## begin Passage given

Old Testament Reading: Tobit 4:14-19

New Testament Reading: Phillipians 3:3-11

This morning I have a modest agenda. I seek to weave no web of either metaphysics or of rhetoric. I seek only to share a few thoughts, a few notes, which occurred to me as I considered a text from the Gospel of Thomas, the simple imperative "Do not do what you hate." It has many possible meanings, ramifications. Let's consider a few of them. 

First, what does the saying mean? The answer is, of course, anything you want it to. Or to be a bit more sober, at least it means anything you ­think­ it does. We might ask after the original intent of the evangelist, or of Jesus, but that is also going to amount to your guess.

Many commentators think that what we have here is an abbreviated version of the Golden Rule familiar from Confucianism, from the sayings of Rabbi Hillel, and from the New Testament, "Do unto others as you would have them do unto you." A form of it that sounds a good bit like Thomas' occurs, as you have just heard, in the Old Testament book of Tobit. Let's suppose for the moment that this is indeed the meaning of the saying.

That means the saying is subject to the same objections that Walter Kaufman and others have aimed at the Golden Rule, namely that it breaks down at the point when others do not ­want­ to be treated the way we wish people would treat us. Then for you to treat them the way ­you­ want to be treated becomes patronizing, imperialistic.

## end Passage given
## begin Raw records

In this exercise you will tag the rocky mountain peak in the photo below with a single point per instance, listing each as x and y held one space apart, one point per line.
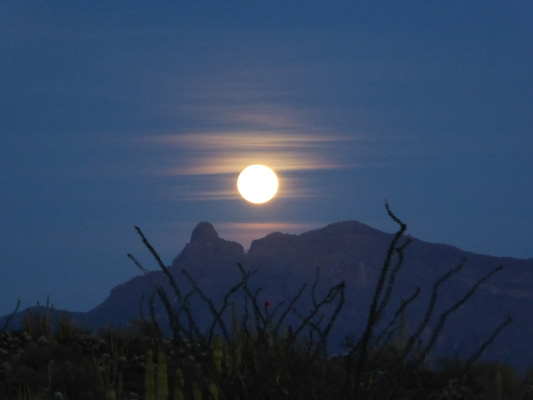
207 249
204 233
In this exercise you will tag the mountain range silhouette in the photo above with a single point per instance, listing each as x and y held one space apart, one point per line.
354 253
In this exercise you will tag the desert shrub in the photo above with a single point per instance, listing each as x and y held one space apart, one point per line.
261 361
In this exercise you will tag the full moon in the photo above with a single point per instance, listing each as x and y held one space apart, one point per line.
257 184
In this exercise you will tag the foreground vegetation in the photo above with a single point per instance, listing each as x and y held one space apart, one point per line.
252 352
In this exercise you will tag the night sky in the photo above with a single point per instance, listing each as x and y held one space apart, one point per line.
115 114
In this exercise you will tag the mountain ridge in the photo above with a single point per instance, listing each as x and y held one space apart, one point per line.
353 252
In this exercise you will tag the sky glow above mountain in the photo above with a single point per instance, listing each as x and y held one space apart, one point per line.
121 114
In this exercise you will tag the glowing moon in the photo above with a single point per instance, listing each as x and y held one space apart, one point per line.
257 184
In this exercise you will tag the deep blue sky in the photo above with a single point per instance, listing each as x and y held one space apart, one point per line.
121 113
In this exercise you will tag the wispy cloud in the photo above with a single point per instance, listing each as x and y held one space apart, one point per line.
210 153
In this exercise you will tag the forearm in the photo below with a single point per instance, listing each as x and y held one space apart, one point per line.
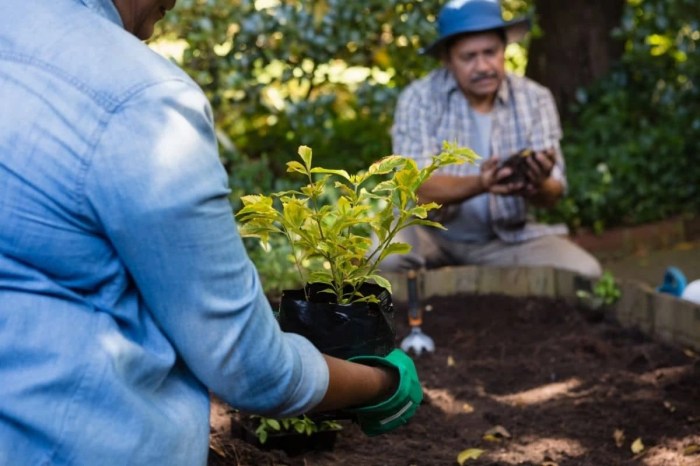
352 384
448 189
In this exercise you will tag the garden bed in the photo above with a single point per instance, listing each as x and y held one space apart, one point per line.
530 381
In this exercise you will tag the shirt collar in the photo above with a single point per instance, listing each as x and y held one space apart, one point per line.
106 9
449 84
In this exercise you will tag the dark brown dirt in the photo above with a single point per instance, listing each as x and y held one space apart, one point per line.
558 386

## end Raw records

- _Exercises to complete_
1. Translate this sentence from the passage on the Gospel of Thomas saying into Spanish: "Let's suppose for the moment that this is indeed the meaning of the saying."
2. Scale the records, starting with the line that contains "In this exercise you will tag the glowing" and going on through the end of the records. Write these lines out again with their requests, multiply every point coordinate in the answers by 2.3, round each result to a whole number with halves going up, and leave out the picture lines.

- _Task-by-task solutions_
1. Supongamos por el momento que este es, en efecto, el significado del dicho.

2.
In this exercise you will tag the glowing moon in the photo above with a single point per instance, listing each as x and y held one space apart, one point per line.
591 423
In this exercise you will tag the deep blue sky in the photo above with a single point per instance, listing each as x and y held one space apart, one point per line.
278 260
In this exercise you will tag the wispy cloud in the photo above with a single point per instance, listing each as x and y held one space apart, one point per line.
483 352
In this exercise you will tag the forearm in the photo below with a single point per instance, listing each as x and y held one space apart, one point per line.
810 883
1030 435
In this exercise you will tag the garden bed in the photo above with a single point per instance, listing each as x and y held one space apart, one point per line.
1219 876
In this exercise you will tag the shirt collar in the photo above with a single point per instance, listing each as x and y held one space apart, one point per line.
244 21
1033 193
In this exercise you will tag the dark brown dirt in the photo above with a single point per instance, listing each as x and y held one space apart, one point per line.
1283 888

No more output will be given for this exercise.